EXCERPT »
·····

Well, as I said, I do have knowledge of the process.

There are some people who are legally entitled to get their money back first. That is usually banks. If there is money left over, there is no law stating that that has to be shared equally. The company (or the accountant handling it) will distribute it back towards suppliers and customers to whom the business owed money. Often, by creating a bit of fuss, you increase your chances of getting money back. As I said, they will usually prioritise people who have started legal action, simply to make it go away. Quite often that will be suppliers (i.e. for breach of contract, agreed to pay for received goods by date X, and didn't), but sometimes it can be customers.

If you are simply being pedantic about the word "fact" after I also said "they *usually* prioritise", you're wasting everybody's time.



narad said:


> I'm saying that praying to the great God of handmade guitar refunds is likely equally effective at prioritizing your spot as is writing an email.



And you are wrong. Writing letters works. I've seen it time and time again.


----------



## narad (Mar 15, 2019)

Flappydoodle said:


> If you are simply being pedantic about the word "fact" after I also said "they *usually* prioritise", you're wasting everybody's time.



"Fact" in the sense that it... _is true,_ or has been shown to be true across a large swath of similar scenarios. I don't know if you see that as pedantic but if someone's going to say that something "works", usually I don't rely on some anecdotal observations in situations that have little relevance to one at hand. It's just he-said she-said (between us) so it's dumb to think anyone really knows what card to play to wind up with a decent outcome here -- or if it is even possible to do so.

·····

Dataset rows
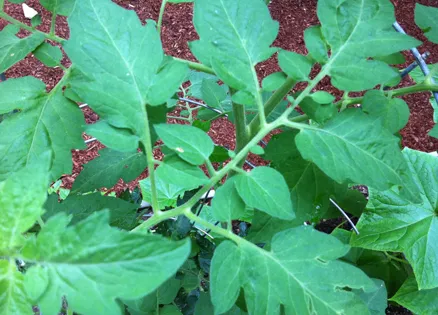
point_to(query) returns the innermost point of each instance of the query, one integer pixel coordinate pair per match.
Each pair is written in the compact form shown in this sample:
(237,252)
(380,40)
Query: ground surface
(294,16)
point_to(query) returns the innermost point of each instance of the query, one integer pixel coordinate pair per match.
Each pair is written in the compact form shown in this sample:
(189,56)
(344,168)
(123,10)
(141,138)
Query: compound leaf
(121,66)
(14,49)
(49,55)
(301,272)
(13,297)
(265,189)
(234,37)
(49,122)
(424,302)
(309,187)
(350,145)
(426,19)
(108,168)
(356,31)
(92,261)
(227,204)
(392,222)
(123,214)
(190,143)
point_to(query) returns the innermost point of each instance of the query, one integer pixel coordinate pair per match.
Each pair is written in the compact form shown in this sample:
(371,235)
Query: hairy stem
(30,29)
(160,16)
(195,65)
(272,102)
(53,24)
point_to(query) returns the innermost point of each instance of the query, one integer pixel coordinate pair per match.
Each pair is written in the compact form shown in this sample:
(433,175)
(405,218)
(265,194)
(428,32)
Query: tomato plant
(96,254)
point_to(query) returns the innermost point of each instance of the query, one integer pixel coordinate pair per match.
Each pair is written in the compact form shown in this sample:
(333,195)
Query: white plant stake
(29,12)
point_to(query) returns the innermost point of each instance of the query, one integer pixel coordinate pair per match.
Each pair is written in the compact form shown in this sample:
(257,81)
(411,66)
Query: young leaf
(91,261)
(309,187)
(424,302)
(315,44)
(120,74)
(392,112)
(426,19)
(49,122)
(264,227)
(108,168)
(14,49)
(122,214)
(60,7)
(167,193)
(300,272)
(393,223)
(234,37)
(361,31)
(183,175)
(190,143)
(22,197)
(49,55)
(350,146)
(295,65)
(265,189)
(227,204)
(13,298)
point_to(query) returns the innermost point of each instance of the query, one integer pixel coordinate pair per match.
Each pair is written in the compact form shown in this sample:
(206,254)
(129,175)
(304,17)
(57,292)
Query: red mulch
(294,16)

·····

YOUR GOAL »
Reproduce the forum thread about getting money back from a failed business in full, word for word.

COMPLETED TASK »
Well, as I said, I do have knowledge of the process.

There are some people who are legally entitled to get their money back first. That is usually banks. If there is money left over, there is no law stating that that has to be shared equally. The company (or the accountant handling it) will distribute it back towards suppliers and customers to whom the business owed money. Often, by creating a bit of fuss, you increase your chances of getting money back. As I said, they will usually prioritise people who have started legal action, simply to make it go away. Quite often that will be suppliers (i.e. for breach of contract, agreed to pay for received goods by date X, and didn't), but sometimes it can be customers.

If you are simply being pedantic about the word "fact" after I also said "they *usually* prioritise", you're wasting everybody's time.



narad said:


> I'm saying that praying to the great God of handmade guitar refunds is likely equally effective at prioritizing your spot as is writing an email.



And you are wrong. Writing letters works. I've seen it time and time again.


----------



## narad (Mar 15, 2019)

Flappydoodle said:


> If you are simply being pedantic about the word "fact" after I also said "they *usually* prioritise", you're wasting everybody's time.



"Fact" in the sense that it... _is true,_ or has been shown to be true across a large swath of similar scenarios. I don't know if you see that as pedantic but if someone's going to say that something "works", usually I don't rely on some anecdotal observations in situations that have little relevance to one at hand. It's just he-said she-said (between us) so it's dumb to think anyone really knows what card to play to wind up with a decent outcome here -- or if it is even possible to do so.